Aim of the task -
Count the lines of the records below that contain the string "column", treating uppercase and lowercase as different. Reply with the number only.

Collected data
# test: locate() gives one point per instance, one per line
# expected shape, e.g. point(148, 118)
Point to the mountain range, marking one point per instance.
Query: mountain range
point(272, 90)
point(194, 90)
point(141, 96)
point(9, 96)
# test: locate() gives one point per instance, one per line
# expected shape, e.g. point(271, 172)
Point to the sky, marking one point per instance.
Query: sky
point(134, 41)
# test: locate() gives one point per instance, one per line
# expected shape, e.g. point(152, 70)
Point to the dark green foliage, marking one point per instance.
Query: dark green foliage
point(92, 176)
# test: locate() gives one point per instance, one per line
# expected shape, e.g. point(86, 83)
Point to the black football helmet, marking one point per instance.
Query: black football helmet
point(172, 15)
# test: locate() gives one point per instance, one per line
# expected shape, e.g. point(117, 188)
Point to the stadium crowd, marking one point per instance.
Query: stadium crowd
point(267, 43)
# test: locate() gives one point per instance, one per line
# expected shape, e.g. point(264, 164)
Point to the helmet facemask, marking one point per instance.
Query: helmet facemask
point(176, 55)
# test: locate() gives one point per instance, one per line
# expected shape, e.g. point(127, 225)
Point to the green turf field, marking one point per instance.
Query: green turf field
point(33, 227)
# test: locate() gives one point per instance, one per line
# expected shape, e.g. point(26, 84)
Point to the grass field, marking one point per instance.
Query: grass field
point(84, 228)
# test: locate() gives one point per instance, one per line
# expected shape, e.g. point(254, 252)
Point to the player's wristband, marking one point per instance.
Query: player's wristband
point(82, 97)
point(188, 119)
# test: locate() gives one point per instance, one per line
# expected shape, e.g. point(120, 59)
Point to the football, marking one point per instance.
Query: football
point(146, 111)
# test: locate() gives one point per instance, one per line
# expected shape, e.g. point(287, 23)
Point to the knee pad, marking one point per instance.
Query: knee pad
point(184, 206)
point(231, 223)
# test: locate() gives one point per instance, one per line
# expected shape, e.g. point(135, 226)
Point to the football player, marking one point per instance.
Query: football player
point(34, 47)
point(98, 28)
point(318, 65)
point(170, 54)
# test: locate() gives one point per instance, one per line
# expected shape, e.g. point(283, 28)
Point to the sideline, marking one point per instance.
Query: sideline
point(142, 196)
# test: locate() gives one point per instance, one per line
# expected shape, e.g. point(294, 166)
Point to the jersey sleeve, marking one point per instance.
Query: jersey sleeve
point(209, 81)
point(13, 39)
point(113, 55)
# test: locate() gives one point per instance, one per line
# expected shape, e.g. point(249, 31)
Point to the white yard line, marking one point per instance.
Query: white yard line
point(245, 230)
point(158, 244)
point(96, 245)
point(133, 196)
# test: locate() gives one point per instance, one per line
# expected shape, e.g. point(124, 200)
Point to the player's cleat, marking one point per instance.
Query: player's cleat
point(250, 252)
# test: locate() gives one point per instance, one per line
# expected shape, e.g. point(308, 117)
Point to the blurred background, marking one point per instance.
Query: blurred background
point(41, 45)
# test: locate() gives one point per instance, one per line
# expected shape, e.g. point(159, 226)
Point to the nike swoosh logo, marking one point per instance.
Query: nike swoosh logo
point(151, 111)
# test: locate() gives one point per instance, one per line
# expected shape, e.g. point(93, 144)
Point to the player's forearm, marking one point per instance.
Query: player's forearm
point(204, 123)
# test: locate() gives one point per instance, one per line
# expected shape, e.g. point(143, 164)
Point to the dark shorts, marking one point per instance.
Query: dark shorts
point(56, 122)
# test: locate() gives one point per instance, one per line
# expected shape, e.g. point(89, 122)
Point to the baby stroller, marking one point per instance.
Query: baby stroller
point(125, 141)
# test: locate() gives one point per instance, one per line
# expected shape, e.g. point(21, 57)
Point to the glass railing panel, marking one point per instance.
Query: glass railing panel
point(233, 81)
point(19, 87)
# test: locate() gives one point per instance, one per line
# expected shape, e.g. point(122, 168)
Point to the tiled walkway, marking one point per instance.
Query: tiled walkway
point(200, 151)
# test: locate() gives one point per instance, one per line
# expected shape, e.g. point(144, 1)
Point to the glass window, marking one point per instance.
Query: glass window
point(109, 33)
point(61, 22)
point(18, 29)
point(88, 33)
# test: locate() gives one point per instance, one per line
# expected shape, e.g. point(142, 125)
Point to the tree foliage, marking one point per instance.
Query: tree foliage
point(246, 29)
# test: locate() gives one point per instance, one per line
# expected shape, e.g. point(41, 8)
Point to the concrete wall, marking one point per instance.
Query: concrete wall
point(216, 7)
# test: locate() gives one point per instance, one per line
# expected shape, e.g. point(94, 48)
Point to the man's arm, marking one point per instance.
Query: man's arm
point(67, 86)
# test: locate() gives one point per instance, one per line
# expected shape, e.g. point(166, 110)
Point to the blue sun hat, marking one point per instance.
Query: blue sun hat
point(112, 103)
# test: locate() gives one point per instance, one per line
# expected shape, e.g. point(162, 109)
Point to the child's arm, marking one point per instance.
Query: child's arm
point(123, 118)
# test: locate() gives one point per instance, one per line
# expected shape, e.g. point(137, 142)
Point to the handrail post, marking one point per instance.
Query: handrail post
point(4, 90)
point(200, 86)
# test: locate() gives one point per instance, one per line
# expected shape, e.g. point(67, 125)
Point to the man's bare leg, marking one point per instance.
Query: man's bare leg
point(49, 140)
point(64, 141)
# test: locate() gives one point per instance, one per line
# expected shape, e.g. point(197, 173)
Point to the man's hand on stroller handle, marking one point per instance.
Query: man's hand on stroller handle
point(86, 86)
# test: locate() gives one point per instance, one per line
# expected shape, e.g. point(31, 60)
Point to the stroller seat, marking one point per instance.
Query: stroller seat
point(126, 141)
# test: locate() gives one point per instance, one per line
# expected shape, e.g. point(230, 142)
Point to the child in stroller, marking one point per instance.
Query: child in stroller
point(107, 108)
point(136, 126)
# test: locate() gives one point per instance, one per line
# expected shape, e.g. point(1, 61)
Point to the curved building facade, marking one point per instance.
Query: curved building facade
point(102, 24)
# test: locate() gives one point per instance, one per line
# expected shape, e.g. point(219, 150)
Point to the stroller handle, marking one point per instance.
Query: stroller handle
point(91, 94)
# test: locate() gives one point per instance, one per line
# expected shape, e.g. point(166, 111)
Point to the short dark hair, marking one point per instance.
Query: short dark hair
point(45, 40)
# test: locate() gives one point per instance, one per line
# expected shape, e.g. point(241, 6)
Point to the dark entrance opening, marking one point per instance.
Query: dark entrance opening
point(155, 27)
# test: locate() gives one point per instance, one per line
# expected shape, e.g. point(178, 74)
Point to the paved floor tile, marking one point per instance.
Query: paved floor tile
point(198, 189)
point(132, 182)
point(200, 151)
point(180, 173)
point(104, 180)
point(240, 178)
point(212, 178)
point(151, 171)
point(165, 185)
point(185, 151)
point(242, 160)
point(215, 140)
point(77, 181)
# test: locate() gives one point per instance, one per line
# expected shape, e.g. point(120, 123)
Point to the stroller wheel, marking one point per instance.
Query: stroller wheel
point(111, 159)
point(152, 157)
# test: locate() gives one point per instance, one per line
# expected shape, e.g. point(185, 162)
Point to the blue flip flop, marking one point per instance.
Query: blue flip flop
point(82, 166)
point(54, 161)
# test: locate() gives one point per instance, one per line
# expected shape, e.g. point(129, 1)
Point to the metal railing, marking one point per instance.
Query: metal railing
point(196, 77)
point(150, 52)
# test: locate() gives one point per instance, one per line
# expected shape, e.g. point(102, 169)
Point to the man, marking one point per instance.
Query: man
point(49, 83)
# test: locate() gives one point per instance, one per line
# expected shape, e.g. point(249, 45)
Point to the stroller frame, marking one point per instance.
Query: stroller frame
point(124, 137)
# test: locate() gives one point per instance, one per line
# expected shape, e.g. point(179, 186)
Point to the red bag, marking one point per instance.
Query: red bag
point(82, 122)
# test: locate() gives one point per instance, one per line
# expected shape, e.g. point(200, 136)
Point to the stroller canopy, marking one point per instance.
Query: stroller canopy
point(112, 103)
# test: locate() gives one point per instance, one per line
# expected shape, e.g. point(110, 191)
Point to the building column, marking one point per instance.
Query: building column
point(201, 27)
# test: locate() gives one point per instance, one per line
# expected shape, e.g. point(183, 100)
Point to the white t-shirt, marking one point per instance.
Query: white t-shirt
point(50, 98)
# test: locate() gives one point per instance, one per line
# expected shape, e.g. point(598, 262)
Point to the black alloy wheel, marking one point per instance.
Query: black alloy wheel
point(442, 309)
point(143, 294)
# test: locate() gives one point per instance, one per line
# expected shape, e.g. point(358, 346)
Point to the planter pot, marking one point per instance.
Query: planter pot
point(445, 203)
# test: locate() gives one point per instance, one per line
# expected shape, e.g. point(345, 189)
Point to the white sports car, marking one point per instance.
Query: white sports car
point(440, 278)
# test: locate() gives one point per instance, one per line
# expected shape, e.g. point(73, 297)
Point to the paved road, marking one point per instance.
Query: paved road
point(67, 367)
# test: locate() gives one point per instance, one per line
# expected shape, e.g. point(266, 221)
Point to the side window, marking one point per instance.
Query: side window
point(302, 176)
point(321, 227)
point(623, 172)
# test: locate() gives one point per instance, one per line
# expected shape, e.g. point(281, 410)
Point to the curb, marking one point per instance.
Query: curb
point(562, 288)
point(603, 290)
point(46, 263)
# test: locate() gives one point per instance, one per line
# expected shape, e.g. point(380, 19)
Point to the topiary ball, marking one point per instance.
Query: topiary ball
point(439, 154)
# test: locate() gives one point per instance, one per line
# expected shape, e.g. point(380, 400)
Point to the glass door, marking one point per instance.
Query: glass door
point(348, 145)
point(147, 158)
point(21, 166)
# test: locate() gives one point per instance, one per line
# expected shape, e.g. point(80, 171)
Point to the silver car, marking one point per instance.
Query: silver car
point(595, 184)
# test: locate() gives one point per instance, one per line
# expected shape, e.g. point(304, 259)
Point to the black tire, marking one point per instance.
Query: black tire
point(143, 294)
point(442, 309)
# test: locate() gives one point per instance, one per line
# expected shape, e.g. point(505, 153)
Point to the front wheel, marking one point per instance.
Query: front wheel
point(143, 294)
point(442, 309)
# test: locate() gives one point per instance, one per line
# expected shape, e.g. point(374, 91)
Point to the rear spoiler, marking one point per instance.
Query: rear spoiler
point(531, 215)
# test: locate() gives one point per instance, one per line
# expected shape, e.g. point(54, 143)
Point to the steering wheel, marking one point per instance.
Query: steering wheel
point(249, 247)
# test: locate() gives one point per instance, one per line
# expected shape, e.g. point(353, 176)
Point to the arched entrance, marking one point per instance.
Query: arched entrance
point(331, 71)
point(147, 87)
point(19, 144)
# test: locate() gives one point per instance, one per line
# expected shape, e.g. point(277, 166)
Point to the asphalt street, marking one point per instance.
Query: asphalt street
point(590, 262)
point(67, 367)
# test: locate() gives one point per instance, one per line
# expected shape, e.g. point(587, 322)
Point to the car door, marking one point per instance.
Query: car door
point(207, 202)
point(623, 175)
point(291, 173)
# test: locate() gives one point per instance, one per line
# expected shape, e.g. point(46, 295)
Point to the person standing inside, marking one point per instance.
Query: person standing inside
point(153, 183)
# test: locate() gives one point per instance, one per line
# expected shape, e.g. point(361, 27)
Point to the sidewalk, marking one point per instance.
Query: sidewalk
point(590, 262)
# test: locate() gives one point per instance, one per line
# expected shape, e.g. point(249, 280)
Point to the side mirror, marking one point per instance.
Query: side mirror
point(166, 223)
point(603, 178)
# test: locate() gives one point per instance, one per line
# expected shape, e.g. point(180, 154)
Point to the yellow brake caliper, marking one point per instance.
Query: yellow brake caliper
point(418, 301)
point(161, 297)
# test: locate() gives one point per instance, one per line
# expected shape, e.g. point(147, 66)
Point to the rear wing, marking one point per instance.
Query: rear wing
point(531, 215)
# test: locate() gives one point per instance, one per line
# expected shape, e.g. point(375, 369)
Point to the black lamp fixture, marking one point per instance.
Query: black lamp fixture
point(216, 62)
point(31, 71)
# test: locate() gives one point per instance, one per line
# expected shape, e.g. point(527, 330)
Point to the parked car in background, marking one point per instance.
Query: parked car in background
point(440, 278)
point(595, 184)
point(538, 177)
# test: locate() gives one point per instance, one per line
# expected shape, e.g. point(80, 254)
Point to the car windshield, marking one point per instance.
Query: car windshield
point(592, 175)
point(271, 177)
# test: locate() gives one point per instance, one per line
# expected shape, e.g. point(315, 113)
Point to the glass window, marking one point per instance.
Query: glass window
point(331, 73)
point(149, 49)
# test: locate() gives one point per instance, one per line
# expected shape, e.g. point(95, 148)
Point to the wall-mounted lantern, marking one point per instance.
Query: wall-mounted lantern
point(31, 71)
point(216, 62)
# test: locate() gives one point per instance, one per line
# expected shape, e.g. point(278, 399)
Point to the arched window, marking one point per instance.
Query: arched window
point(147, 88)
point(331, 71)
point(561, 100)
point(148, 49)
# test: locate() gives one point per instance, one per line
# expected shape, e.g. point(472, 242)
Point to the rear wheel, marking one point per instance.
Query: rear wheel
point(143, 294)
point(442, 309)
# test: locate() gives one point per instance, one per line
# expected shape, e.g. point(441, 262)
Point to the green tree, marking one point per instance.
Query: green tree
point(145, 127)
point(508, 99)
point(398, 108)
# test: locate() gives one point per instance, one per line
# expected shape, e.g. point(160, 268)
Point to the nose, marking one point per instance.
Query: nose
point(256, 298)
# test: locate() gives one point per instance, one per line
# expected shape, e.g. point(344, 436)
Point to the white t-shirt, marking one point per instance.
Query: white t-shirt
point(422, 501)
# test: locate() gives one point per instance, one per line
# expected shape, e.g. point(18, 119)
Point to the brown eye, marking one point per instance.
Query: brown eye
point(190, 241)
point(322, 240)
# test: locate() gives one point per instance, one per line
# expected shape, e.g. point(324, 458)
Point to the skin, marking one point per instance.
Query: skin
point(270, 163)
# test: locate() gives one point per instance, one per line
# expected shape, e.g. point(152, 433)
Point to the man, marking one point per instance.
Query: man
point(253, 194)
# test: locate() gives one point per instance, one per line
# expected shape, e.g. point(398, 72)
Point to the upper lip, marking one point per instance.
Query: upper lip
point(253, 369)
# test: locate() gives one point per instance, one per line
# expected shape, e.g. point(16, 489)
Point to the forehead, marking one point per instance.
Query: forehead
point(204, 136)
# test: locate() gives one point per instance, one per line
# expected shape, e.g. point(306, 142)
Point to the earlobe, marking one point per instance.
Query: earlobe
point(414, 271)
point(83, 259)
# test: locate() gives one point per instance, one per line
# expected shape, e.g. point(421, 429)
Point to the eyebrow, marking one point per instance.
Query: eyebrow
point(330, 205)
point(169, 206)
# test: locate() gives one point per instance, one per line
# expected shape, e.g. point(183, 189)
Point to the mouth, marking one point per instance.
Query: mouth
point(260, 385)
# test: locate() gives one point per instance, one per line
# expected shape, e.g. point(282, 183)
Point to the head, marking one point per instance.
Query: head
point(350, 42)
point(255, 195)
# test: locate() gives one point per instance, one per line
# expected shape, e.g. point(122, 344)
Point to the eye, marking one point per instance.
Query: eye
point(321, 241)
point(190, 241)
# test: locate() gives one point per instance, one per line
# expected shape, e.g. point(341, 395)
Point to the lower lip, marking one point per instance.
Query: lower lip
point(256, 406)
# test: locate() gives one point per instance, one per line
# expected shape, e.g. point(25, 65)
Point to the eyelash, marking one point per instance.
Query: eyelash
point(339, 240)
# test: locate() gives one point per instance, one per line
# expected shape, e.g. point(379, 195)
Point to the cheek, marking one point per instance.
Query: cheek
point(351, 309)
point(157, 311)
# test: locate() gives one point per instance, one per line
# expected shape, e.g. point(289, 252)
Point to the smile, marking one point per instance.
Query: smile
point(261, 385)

Exercise solution -
2